*WORK INSTRUCTION 1*
From the text on pregnancy and employment law, list each accommodation it says employers need to provide to their pregnant workers.
*WORK INSTRUCTION 2*
Reproduce the passage of the text on pregnancy and employment law that starts at the words "You would like" and stops after "with the pregnancy.".

*TEXT FOR ANALYSIS*
* * *

When you found out that one of your employees had gotten pregnant, you were happy for her. What you weren’t happy about was that you had just recently hired her and had expected her to take on a large role at the company. The role is complex, and by the time she would feel comfortable in the position, she’d likely be leaving for maternity leave.

You would like to end her employment, but you’re not sure if it’s legal to do so. You can provide some accommodations in the early months of her pregnancy, but you don’t have the money or the time to train two people for the role. When she signed on, she stated that she’d be available for overtime and consistent work, which you don’t think is possible with the pregnancy.

You feel you’re just being realistic, but you don’t want to say or do anything offensive or illegal in this situation. Something you need to study more about is the protection the employee has through the Equal Employment Opportunity Commission and Americans with Disabilities Act.

The Americans with Disabilities Act protects pregnant women

The Americans with Disabilities Act, also known as the ADA, does protect people against discrimination due to pregnancy. Employers need to make reasonable accommodations for their pregnant workers, such as providing reasonable time off for medical appointments or treatments. They need to provide reasonable modifications or adjustments to work areas and work conditions as well.

Whether or not firing the employee is legal will come down to whether you can provide those accommodations. You need to show that providing accommodations would hurt your business if you still want to dismiss the employee, but it’s not a good idea without consulting with your business’s attorney. There may be other options that you can pursue, like training another person to take over the role while your employee is out.

The EEOC website has more on pregnancy discrimination and what you should do as an employer to prevent being accused of violating the law. This might be a complex situation, but your attorney can help you work through it.

* * *

*INFORMATION*
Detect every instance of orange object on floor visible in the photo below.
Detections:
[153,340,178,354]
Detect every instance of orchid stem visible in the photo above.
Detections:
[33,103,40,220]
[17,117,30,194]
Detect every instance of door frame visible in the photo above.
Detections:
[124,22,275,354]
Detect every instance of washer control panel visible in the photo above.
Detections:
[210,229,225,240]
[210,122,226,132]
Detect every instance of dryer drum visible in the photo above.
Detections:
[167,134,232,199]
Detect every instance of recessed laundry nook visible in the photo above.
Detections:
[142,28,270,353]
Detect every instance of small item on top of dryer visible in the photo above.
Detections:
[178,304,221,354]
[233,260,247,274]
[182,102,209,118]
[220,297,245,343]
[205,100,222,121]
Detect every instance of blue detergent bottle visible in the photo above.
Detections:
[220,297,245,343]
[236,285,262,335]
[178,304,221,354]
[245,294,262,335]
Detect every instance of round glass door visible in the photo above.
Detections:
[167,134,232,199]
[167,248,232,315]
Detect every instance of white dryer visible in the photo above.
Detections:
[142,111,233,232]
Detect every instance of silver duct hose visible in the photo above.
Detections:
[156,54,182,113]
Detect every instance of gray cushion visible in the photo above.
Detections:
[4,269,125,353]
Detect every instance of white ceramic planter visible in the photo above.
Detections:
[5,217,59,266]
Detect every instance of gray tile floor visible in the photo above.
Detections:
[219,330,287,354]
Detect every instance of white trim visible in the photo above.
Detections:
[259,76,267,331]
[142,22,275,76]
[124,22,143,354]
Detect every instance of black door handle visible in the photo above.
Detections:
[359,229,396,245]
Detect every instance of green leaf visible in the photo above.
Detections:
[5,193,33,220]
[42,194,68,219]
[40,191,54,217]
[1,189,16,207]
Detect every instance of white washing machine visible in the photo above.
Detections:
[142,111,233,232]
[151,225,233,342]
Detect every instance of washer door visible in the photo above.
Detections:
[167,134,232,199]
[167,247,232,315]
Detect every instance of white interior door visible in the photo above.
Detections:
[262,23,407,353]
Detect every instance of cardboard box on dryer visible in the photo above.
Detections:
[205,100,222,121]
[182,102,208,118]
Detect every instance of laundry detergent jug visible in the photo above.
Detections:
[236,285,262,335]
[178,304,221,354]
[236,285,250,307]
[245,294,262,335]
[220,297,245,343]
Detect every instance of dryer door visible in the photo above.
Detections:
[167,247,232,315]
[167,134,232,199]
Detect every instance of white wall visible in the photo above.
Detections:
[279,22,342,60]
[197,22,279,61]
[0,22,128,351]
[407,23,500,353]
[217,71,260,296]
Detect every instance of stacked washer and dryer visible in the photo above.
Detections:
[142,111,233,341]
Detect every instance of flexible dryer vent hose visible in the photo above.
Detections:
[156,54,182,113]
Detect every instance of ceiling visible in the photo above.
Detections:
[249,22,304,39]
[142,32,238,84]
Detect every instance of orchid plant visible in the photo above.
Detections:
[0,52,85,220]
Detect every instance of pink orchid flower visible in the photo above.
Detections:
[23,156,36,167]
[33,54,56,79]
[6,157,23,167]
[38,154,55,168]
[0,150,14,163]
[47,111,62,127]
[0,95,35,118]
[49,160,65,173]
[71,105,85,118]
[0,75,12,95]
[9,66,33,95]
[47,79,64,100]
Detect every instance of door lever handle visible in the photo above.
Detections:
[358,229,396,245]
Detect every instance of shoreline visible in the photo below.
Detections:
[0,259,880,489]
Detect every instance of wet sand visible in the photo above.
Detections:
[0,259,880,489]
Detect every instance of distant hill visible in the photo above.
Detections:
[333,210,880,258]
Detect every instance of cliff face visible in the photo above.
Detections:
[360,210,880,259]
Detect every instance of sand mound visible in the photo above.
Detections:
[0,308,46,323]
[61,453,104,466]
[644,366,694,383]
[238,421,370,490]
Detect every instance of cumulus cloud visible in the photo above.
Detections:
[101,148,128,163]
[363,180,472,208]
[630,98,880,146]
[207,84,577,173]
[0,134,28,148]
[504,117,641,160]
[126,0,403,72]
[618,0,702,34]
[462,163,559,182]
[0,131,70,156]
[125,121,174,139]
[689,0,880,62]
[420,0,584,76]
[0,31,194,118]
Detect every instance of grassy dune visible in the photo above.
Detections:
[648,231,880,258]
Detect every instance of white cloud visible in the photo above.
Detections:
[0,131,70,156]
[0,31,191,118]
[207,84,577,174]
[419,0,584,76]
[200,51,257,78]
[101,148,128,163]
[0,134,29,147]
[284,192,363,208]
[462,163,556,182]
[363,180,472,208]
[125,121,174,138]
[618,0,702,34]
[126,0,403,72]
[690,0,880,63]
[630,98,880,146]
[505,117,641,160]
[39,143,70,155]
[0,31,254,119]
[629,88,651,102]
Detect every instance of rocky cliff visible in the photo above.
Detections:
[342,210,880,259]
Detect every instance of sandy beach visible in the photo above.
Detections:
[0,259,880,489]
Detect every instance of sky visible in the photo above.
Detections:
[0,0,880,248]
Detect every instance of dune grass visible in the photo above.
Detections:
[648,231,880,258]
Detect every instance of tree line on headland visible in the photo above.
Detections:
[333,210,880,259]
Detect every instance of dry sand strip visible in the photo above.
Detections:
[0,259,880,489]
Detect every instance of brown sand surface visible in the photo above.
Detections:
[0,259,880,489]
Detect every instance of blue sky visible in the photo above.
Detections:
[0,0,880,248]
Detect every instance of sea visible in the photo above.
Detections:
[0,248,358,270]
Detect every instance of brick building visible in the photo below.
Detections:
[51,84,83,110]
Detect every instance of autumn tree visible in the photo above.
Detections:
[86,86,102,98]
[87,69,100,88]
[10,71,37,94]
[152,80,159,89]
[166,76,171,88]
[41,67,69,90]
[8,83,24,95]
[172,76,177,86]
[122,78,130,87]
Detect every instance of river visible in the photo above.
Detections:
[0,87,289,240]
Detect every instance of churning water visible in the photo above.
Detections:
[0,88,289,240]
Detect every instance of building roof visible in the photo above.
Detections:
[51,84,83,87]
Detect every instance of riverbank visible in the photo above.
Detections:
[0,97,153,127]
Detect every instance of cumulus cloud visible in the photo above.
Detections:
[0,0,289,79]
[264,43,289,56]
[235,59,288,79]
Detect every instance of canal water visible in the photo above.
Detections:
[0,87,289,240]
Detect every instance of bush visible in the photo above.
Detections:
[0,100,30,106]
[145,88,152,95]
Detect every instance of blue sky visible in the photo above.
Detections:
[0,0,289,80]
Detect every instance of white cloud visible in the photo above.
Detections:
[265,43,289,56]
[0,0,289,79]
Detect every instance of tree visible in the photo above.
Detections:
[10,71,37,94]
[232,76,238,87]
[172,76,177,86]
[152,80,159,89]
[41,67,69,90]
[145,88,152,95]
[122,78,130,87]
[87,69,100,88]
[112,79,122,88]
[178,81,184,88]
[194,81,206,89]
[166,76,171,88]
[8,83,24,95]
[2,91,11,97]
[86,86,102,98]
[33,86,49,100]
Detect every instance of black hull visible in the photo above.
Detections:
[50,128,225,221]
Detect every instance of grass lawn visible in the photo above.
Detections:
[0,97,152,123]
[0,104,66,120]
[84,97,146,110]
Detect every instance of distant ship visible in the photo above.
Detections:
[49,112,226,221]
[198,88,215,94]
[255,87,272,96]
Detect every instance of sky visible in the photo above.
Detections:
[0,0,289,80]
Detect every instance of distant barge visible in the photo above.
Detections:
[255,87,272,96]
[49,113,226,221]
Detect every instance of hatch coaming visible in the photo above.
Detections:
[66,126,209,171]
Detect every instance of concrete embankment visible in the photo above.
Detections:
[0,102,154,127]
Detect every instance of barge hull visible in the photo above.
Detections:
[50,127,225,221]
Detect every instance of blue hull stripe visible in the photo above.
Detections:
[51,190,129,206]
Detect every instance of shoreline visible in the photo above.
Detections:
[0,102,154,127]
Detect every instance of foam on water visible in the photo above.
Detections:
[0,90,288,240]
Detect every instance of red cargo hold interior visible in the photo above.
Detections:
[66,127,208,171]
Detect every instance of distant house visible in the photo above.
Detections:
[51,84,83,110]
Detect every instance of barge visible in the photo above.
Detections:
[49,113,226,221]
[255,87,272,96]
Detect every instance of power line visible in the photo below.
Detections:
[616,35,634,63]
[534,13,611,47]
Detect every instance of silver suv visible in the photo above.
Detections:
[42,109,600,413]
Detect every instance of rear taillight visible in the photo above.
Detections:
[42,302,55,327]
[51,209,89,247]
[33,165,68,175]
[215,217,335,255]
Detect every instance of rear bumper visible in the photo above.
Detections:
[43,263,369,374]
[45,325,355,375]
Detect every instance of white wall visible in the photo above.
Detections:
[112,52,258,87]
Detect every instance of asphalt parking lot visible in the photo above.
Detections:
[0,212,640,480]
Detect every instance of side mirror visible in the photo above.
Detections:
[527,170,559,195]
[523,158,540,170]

* * *

*TASK RESULT 1*
- Reasonable time off for medical appointments or treatments
- Reasonable modifications or adjustments to work areas
- Reasonable modifications or adjustments to work conditions

*TASK RESULT 2*
You would like to end her employment, but you’re not sure if it’s legal to do so. You can provide some accommodations in the early months of her pregnancy, but you don’t have the money or the time to train two people for the role. When she signed on, she stated that she’d be available for overtime and consistent work, which you don’t think is possible with the pregnancy.